→ **Reading passage**:
Summarize scope of problem

JuliaML / LossFunctions.jl

Julia package of loss functions for machine learning.

https://juliaml.github.io/LossFunctions.jl/stable

Other

148 stars 34 forks source link

Summarize scope of problem #2

Closed tbreloff closed 8 years ago

tbreloff commented 8 years ago

I like that you've kicked this off with real code, but I hope that you're still open to re-thinking everything from the ground up. This may involve changing or replacing code that you already have, but of course there will be a good reason for any changes.

With that said, I think the first important step is to define the scope of the problem as best we can:

What problems/algorithms will we support/interface? Deep neural nets? Convolutions? Random Forests? Data preprocessing? Data cleaning? Model analysis and plotting? We want to make this list as complete as possible so that it's easier to see where these components fit into the next items.
What verbs do we need? Which of those can extend StatsBase, and which need to be new? What exactly does the verb mean? What assumptions can we make when a verb is implemented for a particular model?
What are some examples of how a user would interact with these algorithms/models? How do they relate to each other?

Like I said in the roadmap discussion, I think defining a type hierarchy at the beginning is just asking for failure. Some things will require types, sure, but I do feel like premature-typing tends to ruin some of Julia's strengths. This is not an object oriented language, and building an object oriented framework will limit the power of LearnBase.

Lets compile a full scope of the problem first, and then we can start to discuss design specifics after.

Evizero commented 8 years ago

Before addressing the bullet points in a separate post let me give a general response

The code that I have so far is motivated by what I am working on currently. So it deals with things that I need to have addressed such as target encoding. That being said, I am absolutely open to refactor this or even throw it out completely.

I really want it to be useful for as much of machine learning as possible (this includes reinforcement learning and evolutionary computation). I don't think we should provide data cleaning in this package itself, but at least provide some guidelines for it. So to be explicit I don't think this should provide a convenient front end for all kind of machine learning. I think the goal should be to provide abstractions and design principles and naming conventions for functions (currently you can find everthing fromfit vs train vs optimize vs solve in use)

Concerning StatsBase, I think we should reuse as much as we can and generally follow its principles. That would however most likely result in StatsBase having to provide a higher abstraction than StatisticalModel.

Concerning the type hierarchy. I think you are right to an extend. I also think that it should be simple and intuitive for subpackages to provide a predict function etc for their models without having to deal with data encoding themselves. Also, not every learning model need numeric features, so some can work with dataframes, so the StatsBase/DataFrame ModelMatrix approach is not generic enough.

→ **Task set**:
1) In the issue thread about the scope of the problem, which two areas of machine learning does Evizero explicitly include when saying the package should be useful for as much of machine learning as possible?
2) Output the passage of the issue thread about the scope of the problem between "I really want" and "solve in use)", inclusive.
3) Pick up the issue thread about the scope of the problem and continue it from the point where it stops.
None of the items are needed.

→ **Location identification items**:

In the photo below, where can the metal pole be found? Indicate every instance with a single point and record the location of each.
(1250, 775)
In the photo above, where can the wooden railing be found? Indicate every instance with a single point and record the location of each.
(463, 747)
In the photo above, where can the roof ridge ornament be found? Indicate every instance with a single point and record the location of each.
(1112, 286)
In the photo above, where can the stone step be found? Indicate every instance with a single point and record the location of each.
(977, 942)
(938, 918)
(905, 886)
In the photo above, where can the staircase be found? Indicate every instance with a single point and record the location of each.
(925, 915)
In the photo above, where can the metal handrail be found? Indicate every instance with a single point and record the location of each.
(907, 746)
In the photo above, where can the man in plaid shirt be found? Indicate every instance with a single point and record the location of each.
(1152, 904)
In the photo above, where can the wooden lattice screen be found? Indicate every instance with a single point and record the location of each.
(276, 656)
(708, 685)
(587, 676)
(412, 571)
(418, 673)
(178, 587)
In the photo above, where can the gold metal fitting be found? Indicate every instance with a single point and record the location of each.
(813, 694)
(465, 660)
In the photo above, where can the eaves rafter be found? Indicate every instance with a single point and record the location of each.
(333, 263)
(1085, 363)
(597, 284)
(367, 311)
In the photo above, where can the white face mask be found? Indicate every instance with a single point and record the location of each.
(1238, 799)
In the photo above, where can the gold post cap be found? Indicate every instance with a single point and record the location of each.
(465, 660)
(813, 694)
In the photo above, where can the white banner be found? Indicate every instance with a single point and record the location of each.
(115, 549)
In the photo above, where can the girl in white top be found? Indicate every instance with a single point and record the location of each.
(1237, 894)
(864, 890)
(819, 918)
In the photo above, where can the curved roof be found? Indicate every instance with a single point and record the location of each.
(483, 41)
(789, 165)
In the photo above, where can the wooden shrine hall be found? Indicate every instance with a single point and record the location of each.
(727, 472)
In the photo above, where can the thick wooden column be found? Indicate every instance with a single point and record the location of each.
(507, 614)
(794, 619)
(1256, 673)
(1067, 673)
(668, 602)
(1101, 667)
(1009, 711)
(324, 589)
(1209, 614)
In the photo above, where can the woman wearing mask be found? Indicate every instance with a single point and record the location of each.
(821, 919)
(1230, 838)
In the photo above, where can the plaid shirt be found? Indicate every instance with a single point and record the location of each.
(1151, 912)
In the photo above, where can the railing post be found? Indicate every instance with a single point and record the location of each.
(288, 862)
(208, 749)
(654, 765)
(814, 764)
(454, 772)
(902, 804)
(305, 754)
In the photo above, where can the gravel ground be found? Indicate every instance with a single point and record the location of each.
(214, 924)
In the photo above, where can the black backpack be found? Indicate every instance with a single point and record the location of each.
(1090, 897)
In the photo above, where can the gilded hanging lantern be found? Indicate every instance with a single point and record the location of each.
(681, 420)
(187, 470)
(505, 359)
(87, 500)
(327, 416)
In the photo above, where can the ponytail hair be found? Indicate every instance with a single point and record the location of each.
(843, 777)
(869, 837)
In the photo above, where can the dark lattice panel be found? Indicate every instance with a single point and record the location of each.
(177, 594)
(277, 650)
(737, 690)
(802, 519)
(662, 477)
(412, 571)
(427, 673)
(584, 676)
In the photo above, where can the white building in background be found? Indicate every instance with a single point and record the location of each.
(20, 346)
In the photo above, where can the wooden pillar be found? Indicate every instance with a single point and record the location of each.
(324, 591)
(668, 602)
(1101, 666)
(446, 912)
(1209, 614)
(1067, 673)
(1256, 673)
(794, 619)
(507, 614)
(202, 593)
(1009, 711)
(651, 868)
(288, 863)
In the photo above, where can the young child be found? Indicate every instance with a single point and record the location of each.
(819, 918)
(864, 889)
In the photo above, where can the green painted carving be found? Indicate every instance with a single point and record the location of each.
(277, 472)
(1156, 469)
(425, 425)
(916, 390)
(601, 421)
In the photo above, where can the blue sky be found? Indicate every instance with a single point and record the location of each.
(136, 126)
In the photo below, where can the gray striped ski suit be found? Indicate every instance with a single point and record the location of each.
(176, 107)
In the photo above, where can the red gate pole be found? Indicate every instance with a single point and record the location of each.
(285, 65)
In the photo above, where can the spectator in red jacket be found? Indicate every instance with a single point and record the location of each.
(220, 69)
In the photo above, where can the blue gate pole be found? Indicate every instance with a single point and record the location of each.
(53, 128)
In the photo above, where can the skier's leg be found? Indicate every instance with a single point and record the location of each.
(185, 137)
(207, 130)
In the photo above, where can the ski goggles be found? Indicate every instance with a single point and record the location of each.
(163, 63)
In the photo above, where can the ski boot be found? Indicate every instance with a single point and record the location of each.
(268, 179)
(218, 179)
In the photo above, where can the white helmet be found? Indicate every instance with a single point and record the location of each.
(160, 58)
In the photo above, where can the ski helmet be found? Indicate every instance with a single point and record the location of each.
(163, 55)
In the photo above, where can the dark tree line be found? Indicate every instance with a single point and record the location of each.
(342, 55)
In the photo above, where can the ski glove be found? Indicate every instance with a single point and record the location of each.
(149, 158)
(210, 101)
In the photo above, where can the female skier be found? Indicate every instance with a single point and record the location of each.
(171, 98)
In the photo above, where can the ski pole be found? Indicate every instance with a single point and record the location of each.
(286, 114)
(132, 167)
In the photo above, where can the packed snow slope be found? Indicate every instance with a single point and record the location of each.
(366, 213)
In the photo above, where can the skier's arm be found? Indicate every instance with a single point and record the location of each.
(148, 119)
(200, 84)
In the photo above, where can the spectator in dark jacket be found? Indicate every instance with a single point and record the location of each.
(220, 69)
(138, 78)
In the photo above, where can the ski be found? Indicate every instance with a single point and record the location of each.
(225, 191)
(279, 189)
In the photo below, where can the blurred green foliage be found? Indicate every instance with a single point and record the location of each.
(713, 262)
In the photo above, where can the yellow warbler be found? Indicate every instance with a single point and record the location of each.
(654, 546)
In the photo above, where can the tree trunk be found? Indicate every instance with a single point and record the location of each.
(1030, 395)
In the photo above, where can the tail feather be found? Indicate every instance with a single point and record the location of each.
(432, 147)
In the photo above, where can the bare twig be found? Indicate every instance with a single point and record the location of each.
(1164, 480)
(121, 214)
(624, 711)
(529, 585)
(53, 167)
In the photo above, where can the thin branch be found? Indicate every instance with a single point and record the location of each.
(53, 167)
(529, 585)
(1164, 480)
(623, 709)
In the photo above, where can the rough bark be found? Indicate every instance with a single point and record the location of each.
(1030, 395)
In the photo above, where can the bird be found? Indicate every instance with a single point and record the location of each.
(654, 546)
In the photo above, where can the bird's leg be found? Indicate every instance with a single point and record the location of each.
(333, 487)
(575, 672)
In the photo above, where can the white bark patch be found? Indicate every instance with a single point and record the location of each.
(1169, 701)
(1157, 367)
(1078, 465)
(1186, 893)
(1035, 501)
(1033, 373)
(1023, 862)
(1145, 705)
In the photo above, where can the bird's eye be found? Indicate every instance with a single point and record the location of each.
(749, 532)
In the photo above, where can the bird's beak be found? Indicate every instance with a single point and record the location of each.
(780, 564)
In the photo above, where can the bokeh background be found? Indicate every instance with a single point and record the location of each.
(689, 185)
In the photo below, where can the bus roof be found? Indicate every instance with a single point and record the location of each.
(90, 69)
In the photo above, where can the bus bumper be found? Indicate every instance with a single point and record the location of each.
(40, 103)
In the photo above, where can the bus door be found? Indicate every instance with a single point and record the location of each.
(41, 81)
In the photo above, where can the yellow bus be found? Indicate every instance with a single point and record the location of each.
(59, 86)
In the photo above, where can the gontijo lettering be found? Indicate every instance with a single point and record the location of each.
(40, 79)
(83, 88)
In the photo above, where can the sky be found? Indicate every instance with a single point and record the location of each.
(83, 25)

→ **Answers for the exercise**:
1) Reinforcement learning and evolutionary computation.

2)
I really want it to be useful for as much of machine learning as possible (this includes reinforcement learning and evolutionary computation). I don't think we should provide data cleaning in this package itself, but at least provide some guidelines for it. So to be explicit I don't think this should provide a convenient front end for all kind of machine learning. I think the goal should be to provide abstractions and design principles and naming conventions for functions (currently you can find everthing fromfit vs train vs optimize vs solve in use)

3)
I like the idea of this cooperation because we both are in the middle of real life projects that would depend on this. That should keep us grounded and focused on real issues.

Evizero commented 8 years ago

To me sandbox-like research is a big goal. So I want to use the fact that Julia has no two language problem and really be able to dig into lowlevel stuff. So for example fitting an SVM can be done using various solvers, and it should be easy for a Researcher to come along and create a new solver without modifying the original package. This is pretty easy with multiple dispatch if the design is adequate.

Concerning the scope of the problem. I think we should at least be able to provide guidelines for common supervised and unsupervised machine learning approaches. Also I think it would make sense to treat non-trivial preprocessing as unsupervised learning and not something super special case that needs special treatment. One could always provide convenience functions additionally. Here is some low level code that shows what I mean:

# Example for unsupervised preprocessing
csfit = fit!(CenterScale(), Xtrain)
predict!(csfit, Xtrain) # "!" makes it inplace 

myfit = fit(MyModel(param = .9), Xtrain, ytrain, maxiter=10)
yhat = predict(myfit, predict(csfit, Xtest))

fit!(myfit, MyModel(param = .9), Xtrain, ytrain, maxiter=10) # train 10 more iterations on same data

I would also like to settle on some generic issue. This is one that I have been thinking of for a while. It is the question of what an AbstractLearner should conceptionally represent.

One approach is that the MyModel itself is the specification of the model's hyper parameters, whereas fit returns a MyModelFit that just contains the solution. I personally think this is the cleanest approach (that I can come up with). It allows for all kinds of things
Another approach is to make the hyper parameters as parameters of the fit function and define the model being fit using ::Type{MyModel} as first parameter. This approach sucks for online learning I think
Yet again another approach (which for example scikit-learn uses) is to make the model mutable and be both, container for the hyper parameters as well as solution. This is the one i currently use for SupervisedLearning.jl because it allows for front end conveniences. But I don't think that it makes too much sense for back-end stuff, where scaling up and out should be simple using only standard language constructs

tbreloff commented 8 years ago

There are some good thoughts here, particularly in thinking about mundane transforms (centering the input data, for example) as a form of unsupervised learning. The thing I like is the concept of chaining one transform into the next in a pipeline fashion generically. What I don't like is the labeling. We should try hard to avoid picking one abstraction and giving it a label. I prefer to have models/transformed labeled implicitly only by which verbs they implement. (In summary, it's not an UnsupervisedLearner, its just a "Learner that is able to transform data"). The difference is subtle but important.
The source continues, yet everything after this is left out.